— start PROVIDED TEXT —

IMO there are two salient points to this:

1 - The people who really, really dislike logging in with Facebook (to the
point where they will refuse to participate) are a small but vocal minority.
Even in the tech industry itself.

2 - The strong dislike for using Facebook login is many-fold. For most people
it comes down to abuse of the Facebook link (e.g., spamming things onto your
feed, messaging your friends, being in general awful), and that is a trust
issue that can be mitigated with the correct positioning and assurances. The
people who are against cross-network authentication on principle (as opposed
to some negative artifact of its current implementation) are an even smaller
camp, and they're the only ones you're really guaranteed to lose out on.

— end PROVIDED TEXT —
— start RECORDS SHOWN —

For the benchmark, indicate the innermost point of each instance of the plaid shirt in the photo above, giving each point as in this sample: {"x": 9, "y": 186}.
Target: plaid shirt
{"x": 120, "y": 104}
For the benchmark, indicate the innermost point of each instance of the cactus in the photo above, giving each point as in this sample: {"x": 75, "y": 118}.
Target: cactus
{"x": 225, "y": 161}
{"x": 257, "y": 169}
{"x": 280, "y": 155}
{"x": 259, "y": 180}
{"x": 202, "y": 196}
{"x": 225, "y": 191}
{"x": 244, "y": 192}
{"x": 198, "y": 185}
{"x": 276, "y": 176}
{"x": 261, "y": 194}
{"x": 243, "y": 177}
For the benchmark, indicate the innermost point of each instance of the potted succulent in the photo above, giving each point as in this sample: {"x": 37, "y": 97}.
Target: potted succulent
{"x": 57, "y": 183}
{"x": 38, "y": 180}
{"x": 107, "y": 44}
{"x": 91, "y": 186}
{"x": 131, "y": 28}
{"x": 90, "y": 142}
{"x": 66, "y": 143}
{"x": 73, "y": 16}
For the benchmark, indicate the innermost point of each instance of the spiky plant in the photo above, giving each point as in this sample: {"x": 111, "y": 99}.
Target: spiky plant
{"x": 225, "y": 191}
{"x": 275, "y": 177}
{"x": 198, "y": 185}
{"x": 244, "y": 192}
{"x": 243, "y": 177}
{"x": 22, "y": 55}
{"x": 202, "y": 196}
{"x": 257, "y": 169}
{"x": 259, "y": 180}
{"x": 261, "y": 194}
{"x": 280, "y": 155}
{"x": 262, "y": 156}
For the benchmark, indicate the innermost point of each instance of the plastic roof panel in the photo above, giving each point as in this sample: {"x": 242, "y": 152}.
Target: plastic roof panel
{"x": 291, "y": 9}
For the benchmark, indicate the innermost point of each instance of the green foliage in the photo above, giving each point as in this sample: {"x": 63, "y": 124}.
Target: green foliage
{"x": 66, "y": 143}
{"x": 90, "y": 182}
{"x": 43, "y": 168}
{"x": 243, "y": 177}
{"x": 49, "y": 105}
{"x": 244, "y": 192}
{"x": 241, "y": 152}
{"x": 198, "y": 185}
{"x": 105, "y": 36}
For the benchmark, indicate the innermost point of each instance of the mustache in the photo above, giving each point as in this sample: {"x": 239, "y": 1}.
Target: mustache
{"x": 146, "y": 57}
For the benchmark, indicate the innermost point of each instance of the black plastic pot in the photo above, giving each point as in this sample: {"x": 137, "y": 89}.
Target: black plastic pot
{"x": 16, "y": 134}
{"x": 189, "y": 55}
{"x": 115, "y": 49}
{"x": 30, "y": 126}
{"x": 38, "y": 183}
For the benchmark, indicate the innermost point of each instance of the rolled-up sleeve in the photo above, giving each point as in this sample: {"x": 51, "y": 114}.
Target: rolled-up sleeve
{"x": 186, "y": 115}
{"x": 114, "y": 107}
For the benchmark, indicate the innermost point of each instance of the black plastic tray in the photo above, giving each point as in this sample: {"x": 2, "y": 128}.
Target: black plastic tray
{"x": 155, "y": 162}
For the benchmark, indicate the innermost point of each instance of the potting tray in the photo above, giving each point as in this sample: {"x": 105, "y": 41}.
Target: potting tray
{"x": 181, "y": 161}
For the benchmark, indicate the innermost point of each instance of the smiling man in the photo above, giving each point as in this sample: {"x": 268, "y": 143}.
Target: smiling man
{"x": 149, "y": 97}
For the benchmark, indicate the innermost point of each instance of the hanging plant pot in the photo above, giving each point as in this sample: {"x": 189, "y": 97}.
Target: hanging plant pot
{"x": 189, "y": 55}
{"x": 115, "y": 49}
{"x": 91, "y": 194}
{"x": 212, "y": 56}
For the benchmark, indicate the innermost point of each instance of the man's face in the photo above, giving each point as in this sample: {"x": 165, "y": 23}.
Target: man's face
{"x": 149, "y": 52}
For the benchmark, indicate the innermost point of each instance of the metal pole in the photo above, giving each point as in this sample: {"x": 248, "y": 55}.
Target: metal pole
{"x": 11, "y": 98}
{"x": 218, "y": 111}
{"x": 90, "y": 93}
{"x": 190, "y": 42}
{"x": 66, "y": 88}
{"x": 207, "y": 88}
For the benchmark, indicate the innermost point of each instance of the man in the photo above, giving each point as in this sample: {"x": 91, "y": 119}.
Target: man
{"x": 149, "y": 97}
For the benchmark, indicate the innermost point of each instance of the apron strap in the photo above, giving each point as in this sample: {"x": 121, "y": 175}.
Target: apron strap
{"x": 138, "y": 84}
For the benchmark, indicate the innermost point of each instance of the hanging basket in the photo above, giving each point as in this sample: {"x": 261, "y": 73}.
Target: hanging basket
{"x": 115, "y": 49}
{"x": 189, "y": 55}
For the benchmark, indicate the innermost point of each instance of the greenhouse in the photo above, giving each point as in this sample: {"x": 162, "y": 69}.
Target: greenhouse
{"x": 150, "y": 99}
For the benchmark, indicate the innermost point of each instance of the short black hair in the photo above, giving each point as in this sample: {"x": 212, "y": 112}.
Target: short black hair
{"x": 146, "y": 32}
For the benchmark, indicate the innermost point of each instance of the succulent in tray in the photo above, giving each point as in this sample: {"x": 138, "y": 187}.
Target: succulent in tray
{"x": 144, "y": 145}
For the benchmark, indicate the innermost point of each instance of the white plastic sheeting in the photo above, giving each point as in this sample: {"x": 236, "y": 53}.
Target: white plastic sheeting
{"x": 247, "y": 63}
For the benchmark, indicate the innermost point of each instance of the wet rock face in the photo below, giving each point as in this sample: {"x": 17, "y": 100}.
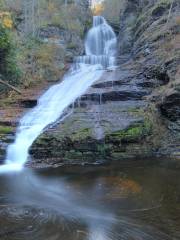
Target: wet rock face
{"x": 126, "y": 35}
{"x": 102, "y": 127}
{"x": 170, "y": 108}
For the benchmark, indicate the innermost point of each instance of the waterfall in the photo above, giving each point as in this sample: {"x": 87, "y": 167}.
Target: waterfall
{"x": 100, "y": 47}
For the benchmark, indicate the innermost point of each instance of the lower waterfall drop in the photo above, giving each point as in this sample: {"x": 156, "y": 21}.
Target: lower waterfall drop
{"x": 100, "y": 46}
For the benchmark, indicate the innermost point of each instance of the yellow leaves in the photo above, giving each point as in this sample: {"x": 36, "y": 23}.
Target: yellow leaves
{"x": 178, "y": 20}
{"x": 97, "y": 9}
{"x": 51, "y": 7}
{"x": 6, "y": 20}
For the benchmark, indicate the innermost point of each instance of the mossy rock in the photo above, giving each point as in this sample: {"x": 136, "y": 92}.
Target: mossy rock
{"x": 6, "y": 130}
{"x": 161, "y": 7}
{"x": 133, "y": 133}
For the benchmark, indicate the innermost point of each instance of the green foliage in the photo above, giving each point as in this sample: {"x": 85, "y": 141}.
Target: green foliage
{"x": 8, "y": 62}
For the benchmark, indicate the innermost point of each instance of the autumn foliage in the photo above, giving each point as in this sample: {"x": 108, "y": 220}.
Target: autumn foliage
{"x": 6, "y": 20}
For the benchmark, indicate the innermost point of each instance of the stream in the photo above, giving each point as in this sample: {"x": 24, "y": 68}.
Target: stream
{"x": 91, "y": 203}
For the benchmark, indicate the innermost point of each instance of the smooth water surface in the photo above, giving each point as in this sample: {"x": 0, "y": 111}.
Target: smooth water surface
{"x": 91, "y": 203}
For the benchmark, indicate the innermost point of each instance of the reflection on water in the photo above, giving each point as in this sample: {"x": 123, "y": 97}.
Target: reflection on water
{"x": 101, "y": 203}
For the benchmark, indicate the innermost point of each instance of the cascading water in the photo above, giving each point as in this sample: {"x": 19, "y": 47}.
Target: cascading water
{"x": 100, "y": 48}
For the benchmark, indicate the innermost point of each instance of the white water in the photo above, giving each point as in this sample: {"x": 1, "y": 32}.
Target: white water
{"x": 100, "y": 52}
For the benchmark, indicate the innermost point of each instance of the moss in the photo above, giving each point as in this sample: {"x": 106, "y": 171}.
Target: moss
{"x": 133, "y": 133}
{"x": 160, "y": 7}
{"x": 6, "y": 130}
{"x": 81, "y": 134}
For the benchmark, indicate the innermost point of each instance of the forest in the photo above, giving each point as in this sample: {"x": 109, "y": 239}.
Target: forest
{"x": 89, "y": 119}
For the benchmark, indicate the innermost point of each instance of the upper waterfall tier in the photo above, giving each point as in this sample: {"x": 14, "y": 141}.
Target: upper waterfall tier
{"x": 101, "y": 39}
{"x": 100, "y": 44}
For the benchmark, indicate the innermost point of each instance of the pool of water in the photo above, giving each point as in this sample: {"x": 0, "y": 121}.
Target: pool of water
{"x": 111, "y": 202}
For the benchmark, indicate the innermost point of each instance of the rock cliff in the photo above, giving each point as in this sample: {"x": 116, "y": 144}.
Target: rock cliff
{"x": 134, "y": 111}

— end RECORDS SHOWN —

#### [GIVEN EXERCISE 1]
Reproduce the passage of the comment on Facebook login from "1 - The people" up to and including "but vocal minority.".
#### [GIVEN EXERCISE 2]
Count the lines of the records that contain the word "black" and reply with the number alone.

#### [FULL ANSWER 1]
1 - The people who really, really dislike logging in with Facebook (to the
point where they will refuse to participate) are a small but vocal minority.

#### [FULL ANSWER 2]
6